• [Exercise aim]:
Out of the entries that follow, copy each line containing "shirt".

Supplied entries below:

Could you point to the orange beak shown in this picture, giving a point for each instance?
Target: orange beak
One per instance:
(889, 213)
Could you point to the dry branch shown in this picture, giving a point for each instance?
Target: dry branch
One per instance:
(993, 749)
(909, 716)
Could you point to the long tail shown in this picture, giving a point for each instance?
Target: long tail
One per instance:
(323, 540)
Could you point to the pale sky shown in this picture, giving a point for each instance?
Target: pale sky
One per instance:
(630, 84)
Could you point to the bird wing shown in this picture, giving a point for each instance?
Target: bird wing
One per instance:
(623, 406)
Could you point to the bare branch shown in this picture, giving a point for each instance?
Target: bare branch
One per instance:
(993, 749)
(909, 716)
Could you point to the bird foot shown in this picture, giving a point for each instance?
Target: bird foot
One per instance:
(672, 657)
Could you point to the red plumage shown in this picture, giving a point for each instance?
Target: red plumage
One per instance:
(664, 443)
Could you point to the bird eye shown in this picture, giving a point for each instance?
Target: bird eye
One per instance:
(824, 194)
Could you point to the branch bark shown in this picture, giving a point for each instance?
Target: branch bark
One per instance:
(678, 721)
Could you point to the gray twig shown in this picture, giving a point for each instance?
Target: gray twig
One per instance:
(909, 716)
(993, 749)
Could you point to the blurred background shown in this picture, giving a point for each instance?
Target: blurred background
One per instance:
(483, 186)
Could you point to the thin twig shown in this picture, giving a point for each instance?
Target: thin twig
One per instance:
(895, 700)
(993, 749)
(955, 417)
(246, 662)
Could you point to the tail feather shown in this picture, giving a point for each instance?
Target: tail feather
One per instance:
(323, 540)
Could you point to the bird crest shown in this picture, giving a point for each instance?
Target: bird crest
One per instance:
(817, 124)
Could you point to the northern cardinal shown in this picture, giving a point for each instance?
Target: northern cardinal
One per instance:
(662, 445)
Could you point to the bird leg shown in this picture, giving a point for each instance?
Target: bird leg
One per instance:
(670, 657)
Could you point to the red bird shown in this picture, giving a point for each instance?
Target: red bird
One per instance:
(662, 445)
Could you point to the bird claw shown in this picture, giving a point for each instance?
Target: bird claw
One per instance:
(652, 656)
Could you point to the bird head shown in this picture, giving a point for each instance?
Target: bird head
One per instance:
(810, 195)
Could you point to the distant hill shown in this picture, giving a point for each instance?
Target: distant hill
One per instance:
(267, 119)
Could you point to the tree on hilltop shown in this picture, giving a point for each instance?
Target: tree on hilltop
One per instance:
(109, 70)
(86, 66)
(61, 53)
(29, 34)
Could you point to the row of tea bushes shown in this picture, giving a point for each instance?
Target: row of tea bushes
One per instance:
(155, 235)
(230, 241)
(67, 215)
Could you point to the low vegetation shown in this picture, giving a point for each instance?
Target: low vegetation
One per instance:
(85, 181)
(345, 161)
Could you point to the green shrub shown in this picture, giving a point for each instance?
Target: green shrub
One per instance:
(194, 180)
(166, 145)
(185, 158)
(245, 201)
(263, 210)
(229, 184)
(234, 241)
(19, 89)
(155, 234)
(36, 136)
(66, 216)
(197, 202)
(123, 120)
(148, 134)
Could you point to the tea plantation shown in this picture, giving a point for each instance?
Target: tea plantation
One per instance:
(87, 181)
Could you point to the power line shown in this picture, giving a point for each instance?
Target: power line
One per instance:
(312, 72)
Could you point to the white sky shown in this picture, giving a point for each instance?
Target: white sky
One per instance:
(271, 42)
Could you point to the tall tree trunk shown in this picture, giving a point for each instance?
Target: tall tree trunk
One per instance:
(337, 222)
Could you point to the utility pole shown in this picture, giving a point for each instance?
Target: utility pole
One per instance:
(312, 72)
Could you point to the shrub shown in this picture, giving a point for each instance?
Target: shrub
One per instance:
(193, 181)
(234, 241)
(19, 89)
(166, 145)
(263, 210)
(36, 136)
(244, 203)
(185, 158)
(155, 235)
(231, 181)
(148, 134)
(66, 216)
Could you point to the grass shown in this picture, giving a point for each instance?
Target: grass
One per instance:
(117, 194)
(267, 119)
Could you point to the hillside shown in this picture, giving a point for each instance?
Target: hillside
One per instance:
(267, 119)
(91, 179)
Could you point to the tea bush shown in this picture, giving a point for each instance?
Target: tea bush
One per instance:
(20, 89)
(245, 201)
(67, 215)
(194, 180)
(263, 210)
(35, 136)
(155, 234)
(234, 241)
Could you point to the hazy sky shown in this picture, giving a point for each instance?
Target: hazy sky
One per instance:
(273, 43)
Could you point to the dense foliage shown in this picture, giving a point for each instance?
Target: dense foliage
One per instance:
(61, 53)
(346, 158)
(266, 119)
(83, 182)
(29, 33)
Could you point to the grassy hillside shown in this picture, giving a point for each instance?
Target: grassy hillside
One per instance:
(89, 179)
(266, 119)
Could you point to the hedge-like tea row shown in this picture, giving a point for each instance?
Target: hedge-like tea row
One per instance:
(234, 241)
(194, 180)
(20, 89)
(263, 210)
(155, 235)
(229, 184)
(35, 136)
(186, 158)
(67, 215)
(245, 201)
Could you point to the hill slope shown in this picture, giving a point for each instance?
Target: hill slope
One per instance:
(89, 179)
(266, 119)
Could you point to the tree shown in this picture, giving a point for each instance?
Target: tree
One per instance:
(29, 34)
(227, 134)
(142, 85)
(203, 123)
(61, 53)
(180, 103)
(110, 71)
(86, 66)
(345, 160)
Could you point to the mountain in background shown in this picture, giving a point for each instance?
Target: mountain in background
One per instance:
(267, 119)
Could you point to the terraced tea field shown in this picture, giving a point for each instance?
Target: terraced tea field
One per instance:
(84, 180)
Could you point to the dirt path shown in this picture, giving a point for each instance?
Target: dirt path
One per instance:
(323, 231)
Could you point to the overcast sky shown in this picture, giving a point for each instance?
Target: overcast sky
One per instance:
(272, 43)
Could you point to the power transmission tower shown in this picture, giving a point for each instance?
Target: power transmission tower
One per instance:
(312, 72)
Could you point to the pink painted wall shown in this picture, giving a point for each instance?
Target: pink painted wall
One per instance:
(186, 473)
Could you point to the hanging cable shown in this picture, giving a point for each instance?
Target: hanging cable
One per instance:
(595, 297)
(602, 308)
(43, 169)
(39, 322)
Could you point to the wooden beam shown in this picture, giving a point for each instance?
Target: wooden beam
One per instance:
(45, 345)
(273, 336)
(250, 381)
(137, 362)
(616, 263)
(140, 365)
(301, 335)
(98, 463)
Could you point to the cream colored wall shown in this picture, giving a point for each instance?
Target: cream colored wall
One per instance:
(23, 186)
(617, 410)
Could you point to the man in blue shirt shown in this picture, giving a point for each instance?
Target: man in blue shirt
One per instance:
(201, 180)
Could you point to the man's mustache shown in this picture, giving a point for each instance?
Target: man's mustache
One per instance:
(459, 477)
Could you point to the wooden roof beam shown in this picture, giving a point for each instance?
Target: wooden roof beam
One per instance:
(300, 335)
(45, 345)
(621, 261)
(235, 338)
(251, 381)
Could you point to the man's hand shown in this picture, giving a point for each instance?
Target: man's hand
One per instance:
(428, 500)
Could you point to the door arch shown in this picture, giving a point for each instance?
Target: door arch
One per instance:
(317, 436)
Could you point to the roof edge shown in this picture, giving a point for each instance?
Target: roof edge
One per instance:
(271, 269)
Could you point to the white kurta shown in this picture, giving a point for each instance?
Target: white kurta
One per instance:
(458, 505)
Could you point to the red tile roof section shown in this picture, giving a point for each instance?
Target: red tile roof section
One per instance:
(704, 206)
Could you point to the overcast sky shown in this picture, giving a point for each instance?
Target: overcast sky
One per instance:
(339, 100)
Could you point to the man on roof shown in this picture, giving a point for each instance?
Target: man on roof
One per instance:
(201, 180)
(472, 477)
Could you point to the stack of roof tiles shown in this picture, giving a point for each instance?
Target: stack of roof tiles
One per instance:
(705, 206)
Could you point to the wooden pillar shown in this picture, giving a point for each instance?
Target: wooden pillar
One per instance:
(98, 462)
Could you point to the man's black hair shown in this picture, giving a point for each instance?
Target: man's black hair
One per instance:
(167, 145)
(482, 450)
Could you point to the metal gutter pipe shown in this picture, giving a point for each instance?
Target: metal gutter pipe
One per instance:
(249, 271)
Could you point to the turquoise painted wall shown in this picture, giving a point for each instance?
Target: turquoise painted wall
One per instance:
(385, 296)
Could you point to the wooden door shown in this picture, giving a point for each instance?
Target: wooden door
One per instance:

End of Supplied entries.

• [Expected answer]:
Could you point to the man in blue shirt shown in this picture, giving a point for each instance?
Target: man in blue shirt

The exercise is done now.